> **Aim of the exercise**: Print the lines verbatim, starting at the line that contains "Task: where can the worker" and ending at the end of the rows, both ends included. Omit the pictures from the output.

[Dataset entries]
*****

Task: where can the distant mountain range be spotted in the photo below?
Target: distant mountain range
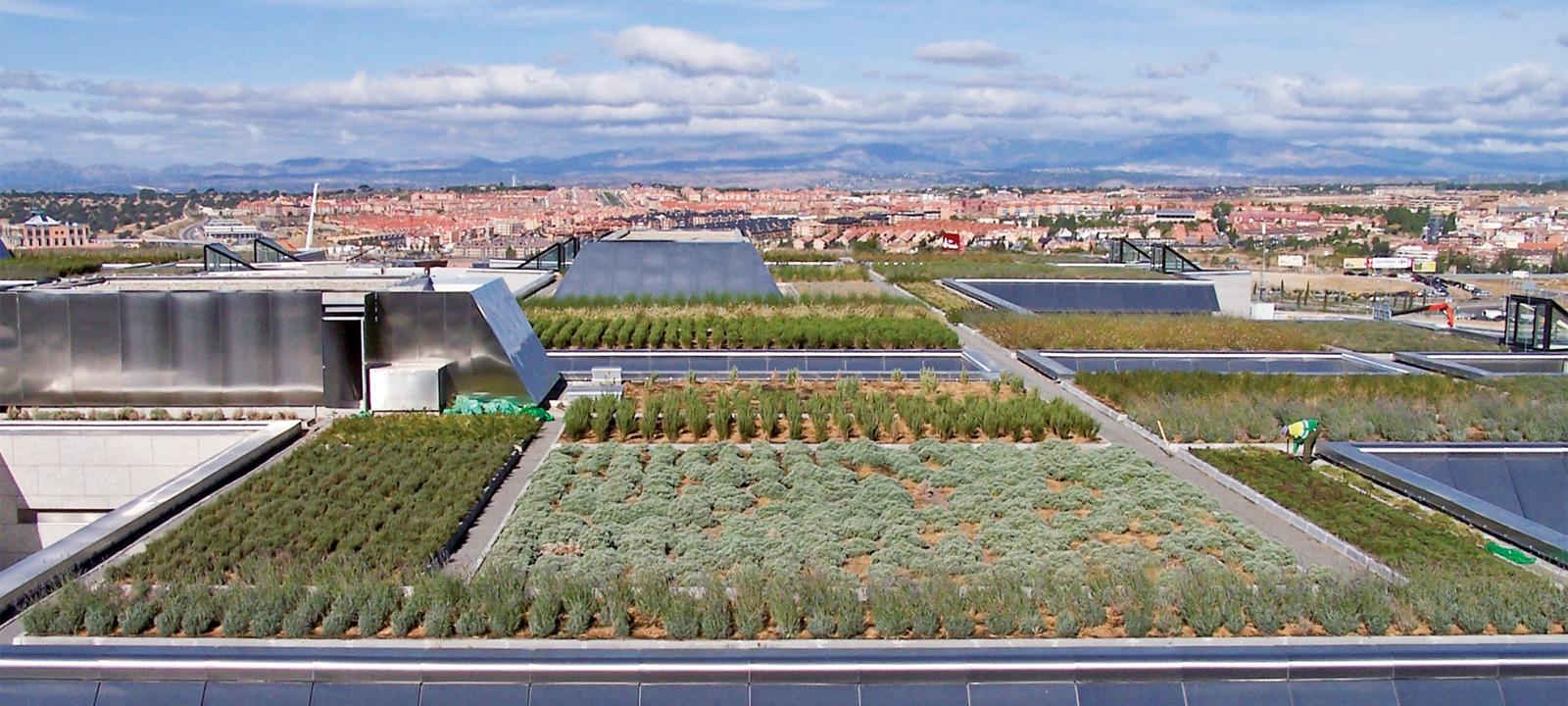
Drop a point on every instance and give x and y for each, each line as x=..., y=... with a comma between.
x=1181, y=161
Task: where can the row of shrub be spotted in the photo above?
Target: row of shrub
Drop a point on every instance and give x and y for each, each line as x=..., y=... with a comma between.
x=1019, y=267
x=819, y=274
x=383, y=491
x=749, y=603
x=784, y=255
x=1220, y=408
x=866, y=305
x=1162, y=331
x=757, y=413
x=65, y=264
x=712, y=331
x=943, y=298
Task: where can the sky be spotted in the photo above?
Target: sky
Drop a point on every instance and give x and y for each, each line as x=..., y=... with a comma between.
x=159, y=82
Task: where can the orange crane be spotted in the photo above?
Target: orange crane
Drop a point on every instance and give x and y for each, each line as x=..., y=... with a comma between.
x=1442, y=306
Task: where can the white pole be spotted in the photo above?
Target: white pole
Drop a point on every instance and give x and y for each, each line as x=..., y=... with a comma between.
x=310, y=225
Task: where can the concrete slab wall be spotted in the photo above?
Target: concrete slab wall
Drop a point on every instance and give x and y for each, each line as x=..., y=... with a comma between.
x=57, y=478
x=1235, y=289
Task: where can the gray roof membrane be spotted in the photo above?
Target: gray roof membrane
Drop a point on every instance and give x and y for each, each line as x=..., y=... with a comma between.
x=1094, y=295
x=1517, y=491
x=666, y=269
x=1460, y=690
x=1066, y=674
x=1534, y=485
x=1474, y=366
x=1066, y=363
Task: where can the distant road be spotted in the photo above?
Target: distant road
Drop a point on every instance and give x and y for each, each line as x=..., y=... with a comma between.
x=193, y=231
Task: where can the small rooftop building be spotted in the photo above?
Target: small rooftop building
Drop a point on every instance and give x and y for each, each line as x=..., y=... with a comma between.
x=41, y=231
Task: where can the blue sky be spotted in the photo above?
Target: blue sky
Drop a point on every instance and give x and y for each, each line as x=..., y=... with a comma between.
x=151, y=83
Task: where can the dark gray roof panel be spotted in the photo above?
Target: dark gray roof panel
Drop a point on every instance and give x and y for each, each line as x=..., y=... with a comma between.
x=1533, y=485
x=47, y=692
x=666, y=269
x=1043, y=694
x=1131, y=694
x=490, y=694
x=1450, y=692
x=1238, y=692
x=1533, y=690
x=582, y=695
x=1345, y=692
x=149, y=692
x=365, y=694
x=914, y=694
x=804, y=694
x=1068, y=363
x=1517, y=491
x=258, y=694
x=695, y=695
x=1095, y=295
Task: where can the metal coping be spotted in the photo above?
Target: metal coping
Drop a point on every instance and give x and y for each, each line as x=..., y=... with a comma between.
x=1095, y=295
x=86, y=546
x=1379, y=462
x=800, y=663
x=1474, y=366
x=1060, y=365
x=752, y=365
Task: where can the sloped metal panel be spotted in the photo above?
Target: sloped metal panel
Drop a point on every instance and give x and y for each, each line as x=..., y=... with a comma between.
x=44, y=322
x=146, y=352
x=483, y=333
x=161, y=349
x=666, y=269
x=10, y=349
x=1094, y=295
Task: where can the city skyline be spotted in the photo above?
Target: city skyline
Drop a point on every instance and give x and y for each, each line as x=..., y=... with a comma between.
x=256, y=80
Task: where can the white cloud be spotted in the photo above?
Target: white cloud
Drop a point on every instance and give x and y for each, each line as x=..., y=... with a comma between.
x=966, y=52
x=459, y=110
x=36, y=8
x=689, y=52
x=1183, y=70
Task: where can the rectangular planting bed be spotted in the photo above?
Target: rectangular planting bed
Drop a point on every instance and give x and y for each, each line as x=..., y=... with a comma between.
x=760, y=365
x=1058, y=365
x=1092, y=295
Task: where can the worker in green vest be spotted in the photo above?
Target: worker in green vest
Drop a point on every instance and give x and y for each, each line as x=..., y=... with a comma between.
x=1301, y=435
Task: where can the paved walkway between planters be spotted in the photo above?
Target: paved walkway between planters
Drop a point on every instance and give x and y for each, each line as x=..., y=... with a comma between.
x=1125, y=431
x=488, y=528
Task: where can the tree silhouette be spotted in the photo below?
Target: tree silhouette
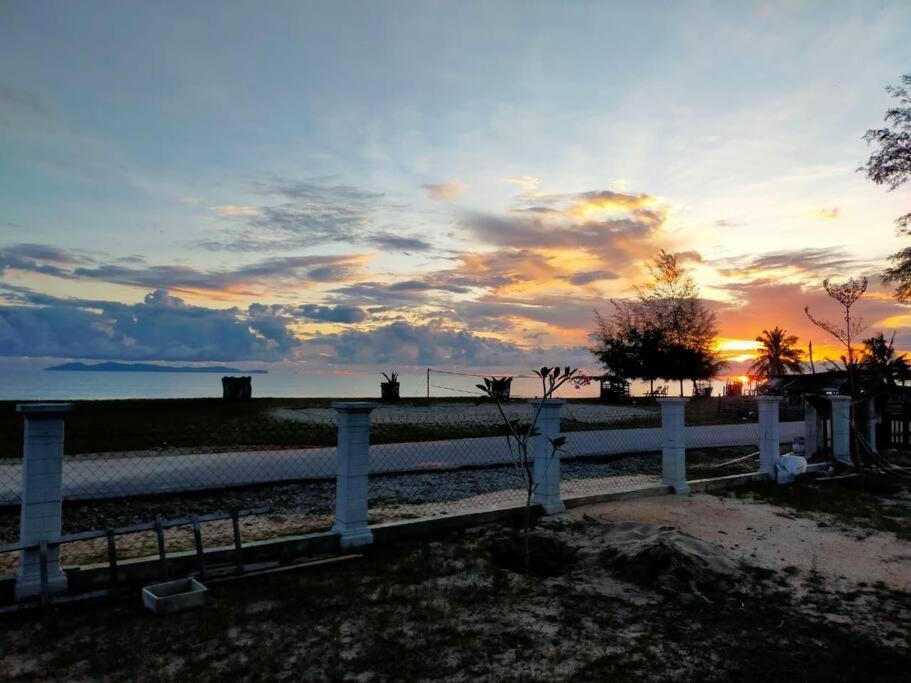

*****

> **Solution below**:
Task: where can the worker in green vest be spotted in the photo above?
Target: worker in green vest
Drop a point on every instance and give x and y for each, each line as x=..., y=... with a comma between.
x=1301, y=435
Task: where can the paved walkway between planters be spotted in the photo above?
Target: paved walkway between planters
Drop a point on every instance and give x and y for each, each line as x=..., y=... with a comma between.
x=1125, y=431
x=488, y=528
Task: where can the tree silhouette be spotted in the photo below?
Target: tree silhouette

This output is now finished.